## Aim of the task
For this exercise, output the line containing "Target: rocky outcrop" and every line after it through the end of the records, exactly, and no other line.

## Data extract
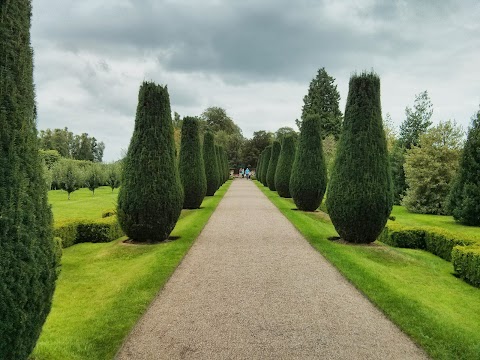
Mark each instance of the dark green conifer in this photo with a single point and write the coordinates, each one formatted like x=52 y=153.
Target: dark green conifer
x=272 y=165
x=360 y=194
x=268 y=153
x=308 y=180
x=209 y=158
x=284 y=166
x=28 y=254
x=465 y=193
x=151 y=196
x=191 y=166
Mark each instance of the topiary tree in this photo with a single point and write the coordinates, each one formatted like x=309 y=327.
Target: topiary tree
x=151 y=196
x=28 y=253
x=284 y=166
x=308 y=180
x=209 y=159
x=465 y=193
x=268 y=153
x=272 y=165
x=360 y=194
x=191 y=166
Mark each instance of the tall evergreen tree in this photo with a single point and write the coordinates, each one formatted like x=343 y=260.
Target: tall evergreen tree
x=191 y=166
x=465 y=194
x=284 y=166
x=323 y=99
x=209 y=159
x=28 y=255
x=360 y=194
x=308 y=180
x=268 y=154
x=272 y=165
x=151 y=196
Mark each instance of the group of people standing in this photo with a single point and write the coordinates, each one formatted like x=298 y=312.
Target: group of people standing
x=244 y=173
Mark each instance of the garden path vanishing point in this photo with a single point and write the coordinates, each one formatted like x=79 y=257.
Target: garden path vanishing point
x=252 y=287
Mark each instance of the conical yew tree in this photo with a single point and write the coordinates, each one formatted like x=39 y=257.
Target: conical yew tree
x=272 y=165
x=465 y=194
x=191 y=166
x=308 y=180
x=284 y=166
x=28 y=254
x=267 y=155
x=360 y=194
x=151 y=196
x=209 y=158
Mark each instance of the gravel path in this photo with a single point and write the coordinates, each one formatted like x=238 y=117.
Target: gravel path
x=252 y=287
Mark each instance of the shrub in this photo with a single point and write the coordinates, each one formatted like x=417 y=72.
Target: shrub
x=308 y=180
x=272 y=165
x=28 y=255
x=209 y=159
x=284 y=166
x=465 y=194
x=191 y=166
x=265 y=162
x=151 y=196
x=361 y=175
x=466 y=263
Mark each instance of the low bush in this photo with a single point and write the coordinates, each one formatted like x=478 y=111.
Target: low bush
x=466 y=262
x=82 y=230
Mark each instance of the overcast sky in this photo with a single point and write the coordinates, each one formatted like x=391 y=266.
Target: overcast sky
x=253 y=58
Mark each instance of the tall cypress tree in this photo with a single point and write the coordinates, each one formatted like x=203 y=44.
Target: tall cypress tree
x=360 y=195
x=209 y=158
x=272 y=165
x=191 y=166
x=308 y=181
x=151 y=196
x=284 y=166
x=465 y=193
x=268 y=153
x=28 y=256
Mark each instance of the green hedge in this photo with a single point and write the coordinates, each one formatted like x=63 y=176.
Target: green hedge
x=77 y=231
x=466 y=262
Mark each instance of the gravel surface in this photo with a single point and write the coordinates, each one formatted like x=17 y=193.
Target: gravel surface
x=252 y=287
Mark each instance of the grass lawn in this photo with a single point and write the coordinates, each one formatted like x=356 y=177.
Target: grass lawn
x=82 y=203
x=104 y=289
x=414 y=288
x=403 y=217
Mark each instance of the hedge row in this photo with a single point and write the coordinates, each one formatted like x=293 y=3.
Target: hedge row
x=466 y=262
x=75 y=231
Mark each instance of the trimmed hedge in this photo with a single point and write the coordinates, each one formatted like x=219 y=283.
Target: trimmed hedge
x=76 y=231
x=466 y=262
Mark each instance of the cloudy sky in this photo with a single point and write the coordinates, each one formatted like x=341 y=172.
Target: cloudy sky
x=253 y=58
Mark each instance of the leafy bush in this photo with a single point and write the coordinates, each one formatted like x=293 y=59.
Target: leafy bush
x=466 y=263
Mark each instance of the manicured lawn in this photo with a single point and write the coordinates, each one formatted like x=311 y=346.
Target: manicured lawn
x=82 y=203
x=414 y=288
x=403 y=217
x=104 y=289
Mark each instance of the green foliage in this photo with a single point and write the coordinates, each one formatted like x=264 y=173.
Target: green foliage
x=430 y=169
x=272 y=165
x=265 y=163
x=191 y=165
x=322 y=99
x=466 y=262
x=151 y=196
x=28 y=253
x=417 y=120
x=76 y=231
x=465 y=195
x=361 y=175
x=209 y=158
x=284 y=166
x=308 y=180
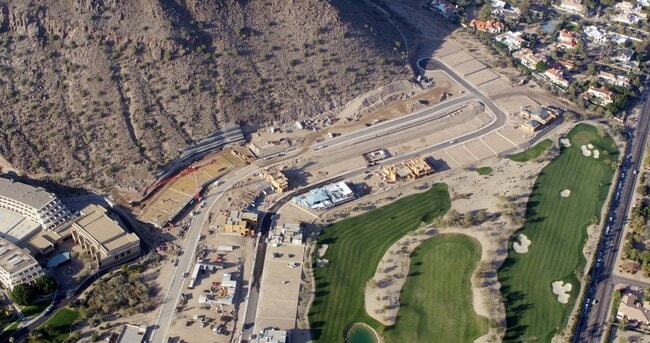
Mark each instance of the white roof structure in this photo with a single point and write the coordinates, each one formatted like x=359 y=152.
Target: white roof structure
x=17 y=265
x=325 y=197
x=34 y=203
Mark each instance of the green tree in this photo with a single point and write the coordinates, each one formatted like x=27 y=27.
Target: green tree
x=23 y=294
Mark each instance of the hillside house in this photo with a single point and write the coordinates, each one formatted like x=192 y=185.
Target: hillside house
x=490 y=26
x=611 y=79
x=567 y=39
x=603 y=95
x=573 y=6
x=527 y=58
x=556 y=76
x=511 y=39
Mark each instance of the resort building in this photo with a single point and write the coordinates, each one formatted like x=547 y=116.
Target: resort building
x=102 y=235
x=34 y=203
x=17 y=265
x=277 y=179
x=242 y=223
x=325 y=197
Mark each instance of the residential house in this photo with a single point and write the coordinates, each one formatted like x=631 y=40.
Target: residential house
x=530 y=126
x=633 y=308
x=511 y=39
x=443 y=7
x=490 y=26
x=623 y=55
x=626 y=7
x=566 y=64
x=603 y=95
x=573 y=6
x=626 y=18
x=567 y=39
x=595 y=35
x=527 y=58
x=502 y=9
x=616 y=80
x=556 y=76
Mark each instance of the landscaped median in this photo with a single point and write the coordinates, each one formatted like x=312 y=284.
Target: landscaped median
x=540 y=285
x=355 y=247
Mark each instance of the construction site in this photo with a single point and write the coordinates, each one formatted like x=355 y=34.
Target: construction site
x=167 y=198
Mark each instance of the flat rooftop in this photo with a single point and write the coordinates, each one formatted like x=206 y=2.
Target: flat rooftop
x=15 y=227
x=31 y=196
x=106 y=231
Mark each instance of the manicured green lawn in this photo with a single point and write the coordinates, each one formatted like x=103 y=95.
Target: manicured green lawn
x=533 y=152
x=556 y=228
x=35 y=309
x=355 y=247
x=60 y=324
x=436 y=301
x=484 y=170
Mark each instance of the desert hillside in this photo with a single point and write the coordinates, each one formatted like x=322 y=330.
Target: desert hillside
x=101 y=94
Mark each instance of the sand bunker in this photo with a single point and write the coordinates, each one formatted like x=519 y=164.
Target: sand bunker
x=322 y=250
x=562 y=291
x=565 y=142
x=521 y=247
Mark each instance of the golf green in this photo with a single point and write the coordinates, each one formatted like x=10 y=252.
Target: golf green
x=436 y=301
x=355 y=247
x=556 y=227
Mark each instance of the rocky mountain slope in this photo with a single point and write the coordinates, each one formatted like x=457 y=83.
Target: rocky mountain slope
x=102 y=93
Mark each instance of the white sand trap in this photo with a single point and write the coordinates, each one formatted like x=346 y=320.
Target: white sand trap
x=561 y=290
x=322 y=250
x=521 y=247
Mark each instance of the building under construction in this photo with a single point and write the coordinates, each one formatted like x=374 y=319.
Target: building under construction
x=277 y=179
x=411 y=169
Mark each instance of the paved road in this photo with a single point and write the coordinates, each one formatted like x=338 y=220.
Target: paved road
x=594 y=315
x=178 y=283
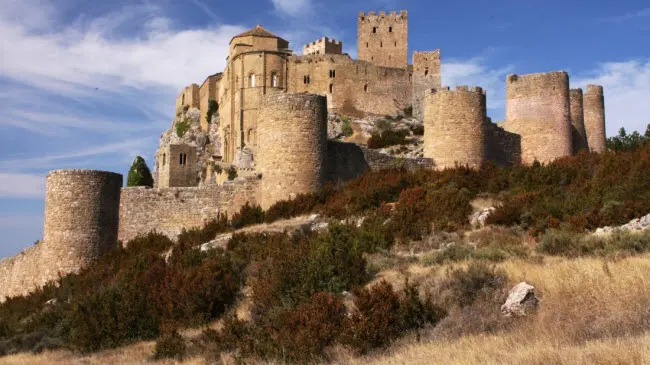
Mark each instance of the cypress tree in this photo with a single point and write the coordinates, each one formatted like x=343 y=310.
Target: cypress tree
x=139 y=174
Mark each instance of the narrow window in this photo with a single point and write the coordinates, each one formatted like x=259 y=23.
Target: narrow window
x=274 y=79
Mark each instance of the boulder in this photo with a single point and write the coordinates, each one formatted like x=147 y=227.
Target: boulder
x=522 y=300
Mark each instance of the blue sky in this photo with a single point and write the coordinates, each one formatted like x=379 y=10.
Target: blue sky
x=92 y=84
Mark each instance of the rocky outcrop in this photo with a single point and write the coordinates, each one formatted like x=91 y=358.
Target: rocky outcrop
x=522 y=300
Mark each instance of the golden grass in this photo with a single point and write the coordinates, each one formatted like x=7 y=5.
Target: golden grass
x=592 y=312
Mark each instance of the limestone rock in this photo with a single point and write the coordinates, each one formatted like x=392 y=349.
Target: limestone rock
x=521 y=301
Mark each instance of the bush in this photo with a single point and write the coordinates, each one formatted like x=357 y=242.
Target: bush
x=247 y=215
x=139 y=174
x=182 y=126
x=170 y=345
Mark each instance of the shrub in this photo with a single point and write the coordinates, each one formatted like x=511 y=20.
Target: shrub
x=247 y=215
x=170 y=345
x=139 y=174
x=182 y=127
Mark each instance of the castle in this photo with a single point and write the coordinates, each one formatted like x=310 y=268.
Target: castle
x=266 y=116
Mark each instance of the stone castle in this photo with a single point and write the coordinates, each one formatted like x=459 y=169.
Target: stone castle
x=265 y=117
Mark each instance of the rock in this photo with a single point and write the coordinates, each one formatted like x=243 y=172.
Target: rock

## Your response
Target: rocky outcrop
x=522 y=300
Mark each instance of the golden grass in this photo with a single point and write the coordinates, each one formatted like x=7 y=5.
Target: golden grass
x=592 y=312
Mark each instance of the limestone rock in this photo with a single point and write the coordinates, each one formatted like x=392 y=349.
Target: limestone rock
x=521 y=301
Mark each instance of the bush in this photo with a single point and write the coordinates, each one formatted like x=357 y=242.
Target: bush
x=247 y=215
x=139 y=174
x=182 y=126
x=170 y=345
Mark each instance of the shrub in this photo with a single point and write the coordinates, each one formatted like x=511 y=20.
Target: shrub
x=247 y=215
x=170 y=345
x=139 y=174
x=182 y=127
Mark each instance of the castle in this photo with a single point and write the coordinates, each one formatted like x=310 y=268.
Target: castle
x=266 y=116
Mark each instance of the stone castle in this photo with a single point and write the coordinates, each one formatted like x=459 y=169.
Target: stone castle
x=265 y=117
Mark each instance of the rock in this photo with a single point and write the coordinates, each one formatted like x=243 y=172.
Target: rock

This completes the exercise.